> [REQUIRED TASK 1]:
In two sentences, summarize the methods text on soil sampling, satellite data, and spectral indices that appears below.
> [REQUIRED TASK 2]:
In the methods text on soil sampling and satellite data below, which Sentinel-2B band was left out of the model calculations, and for what reason?
> [REQUIRED TASK 3]:
From the methods text below, copy everything from "DI_ij = b_i" down to "ENVI 5.3.1 software.".

> [TEXT PROVIDED]:
****
2.2. Soil Sampling and Laboratory Analysis

Locations for 707 soil samples were predetermined by using ArcGIS 10.2 software while considering the land use, soil types, and hydrogeological conditions. At each sample location, a composite sample was collected based on the five-point sampling method: five subsamples (0–20 cm) were collected within a 50-m radius to ensure the representativeness of the geographical unit. All samples were collected on 2–8 January 2019, as the surface of the study area was mainly bare soil with little vegetation cover. According to the classification standard for bare soils (the normalized difference vegetation index was less than 0.3), the bare soil areas were recognized and the vegetation cover areas were removed accordingly [24]. When the collected soil samples were transported to the laboratory, outlier materials such as sticks, stones, and grass roots were removed. Then the soil samples were preprocessed by air-drying at 25 °C and sieving with a 1-mm screen. Finally, SOM contents were measured using the potassium dichromate oxidation-external heating method [25].

2.3. Satellite Data Acquisition and Preprocessing

The Sentinel-2B satellite was launched by the European Space Agency in 2017 with the goal of providing information for environmental monitoring and disaster support worldwide. The Sentinel-2B satellite was equipped with a multispectral instrument that provided 13 spectral bands within the wavelengths of 400 to 2500 nm. The satellite data was characterized by three spatial resolutions of 10-m (Band 2, Band 3, Band 4, and Band 8), 20-m (Band 5, Band 6, Band 7, Band 8a, Band 11, and Band 12), and 60-m (Band 1, Band 9, and Band 10). A Sentinel-2B image obtained on 17 January 2019 under cloudless conditions was freely acquired from the USGS website (https://glovis.usgs.gov, accessed on 20 November 2022), and the soil samples were collected at the same time as the image capture. Image preprocessing was performed to transform the raw values of top of atmosphere reflectance to bottom of atmosphere reflectance. Image preprocessing consisted of radiation correction and atmospheric correction. These procedures were performed with SNAP software (equipped with the Sen2Cor plug-in). Note that band 10 was not involved in the model calculations because it was designed for atmospheric detection. All bands were resampled to 10-m spatial resolution to facilitate SOM mapping.

2.4. Constructing Spectral Indices to Characterize SOM

The spectral absorption features of SOM in the Vis-NIR spectral range are non-specific and are influenced by various soil components such as iron oxides, salt, and clay minerals, resulting in the SOM spectral features’ weak and wide coverage. In addition, as the sample set size is small, using deep learning to extract the SOM’s spectral features would cause over-fitting of the model; thus, feature construction and selection are essential for acquiring a reliable regression model [13]. Spectral indices such as band difference index (DI), band ratio index (RI), and band normalization index (NDI) were applied to mine the SOM spectral features, and then the integrated single bands were used as inputs for modelling SOM. The equations for the spectral indices mentioned above are:

DI_ij = b_i − b_j

(1)

RI_ij = b_i/b_j

(2)

NDI_ij = (b_i − b_j)/(b_i + b_j)

(3)

where b_i and b_j are the reflection of the ith and jth spectral bands, respectively. Band transformation was completed using ENVI 5.3.1 software.
****
> [PROVIDED INFORMATION]:
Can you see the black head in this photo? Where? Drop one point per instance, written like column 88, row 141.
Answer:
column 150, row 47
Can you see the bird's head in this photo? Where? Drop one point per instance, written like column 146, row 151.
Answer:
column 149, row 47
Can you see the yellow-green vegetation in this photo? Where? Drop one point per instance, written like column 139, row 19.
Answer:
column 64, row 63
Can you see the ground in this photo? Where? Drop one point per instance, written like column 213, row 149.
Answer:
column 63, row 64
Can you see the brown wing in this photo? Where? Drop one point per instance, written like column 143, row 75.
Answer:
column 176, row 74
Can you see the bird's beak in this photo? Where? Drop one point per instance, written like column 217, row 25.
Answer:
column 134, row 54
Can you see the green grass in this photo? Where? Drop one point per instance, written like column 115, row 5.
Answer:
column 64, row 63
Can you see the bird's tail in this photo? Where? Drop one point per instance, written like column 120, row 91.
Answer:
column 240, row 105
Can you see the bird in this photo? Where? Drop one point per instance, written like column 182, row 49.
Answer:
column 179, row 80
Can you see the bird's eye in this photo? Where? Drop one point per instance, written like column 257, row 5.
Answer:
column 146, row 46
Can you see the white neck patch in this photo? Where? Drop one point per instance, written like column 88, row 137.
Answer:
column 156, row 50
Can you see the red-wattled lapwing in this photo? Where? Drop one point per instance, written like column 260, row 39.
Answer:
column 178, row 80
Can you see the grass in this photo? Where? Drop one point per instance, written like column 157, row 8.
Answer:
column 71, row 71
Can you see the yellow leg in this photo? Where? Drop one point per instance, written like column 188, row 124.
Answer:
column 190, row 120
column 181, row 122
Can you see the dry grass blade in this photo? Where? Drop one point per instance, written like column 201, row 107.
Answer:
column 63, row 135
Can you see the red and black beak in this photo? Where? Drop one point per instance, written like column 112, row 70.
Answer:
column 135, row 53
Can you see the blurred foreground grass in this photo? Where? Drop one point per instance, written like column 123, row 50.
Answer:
****
> [REPLY 1]:
In early January 2019, 707 composite soil samples, each made of five 0–20 cm subsamples, were collected and then air-dried and sieved, and their SOM was measured by the potassium dichromate oxidation-external heating method. A cloudless Sentinel-2B image from 17 January 2019 was corrected to bottom of atmosphere reflectance in SNAP and resampled to 10 m, and band difference, ratio, and normalization indices were built from it to capture SOM spectral features.

> [REPLY 2]:
Band 10 was left out because it was designed for atmospheric detection.

> [REPLY 3]:
DI_ij = b_i − b_j

(1)

RI_ij = b_i/b_j

(2)

NDI_ij = (b_i − b_j)/(b_i + b_j)

(3)

where b_i and b_j are the reflection of the ith and jth spectral bands, respectively. Band transformation was completed using ENVI 5.3.1 software.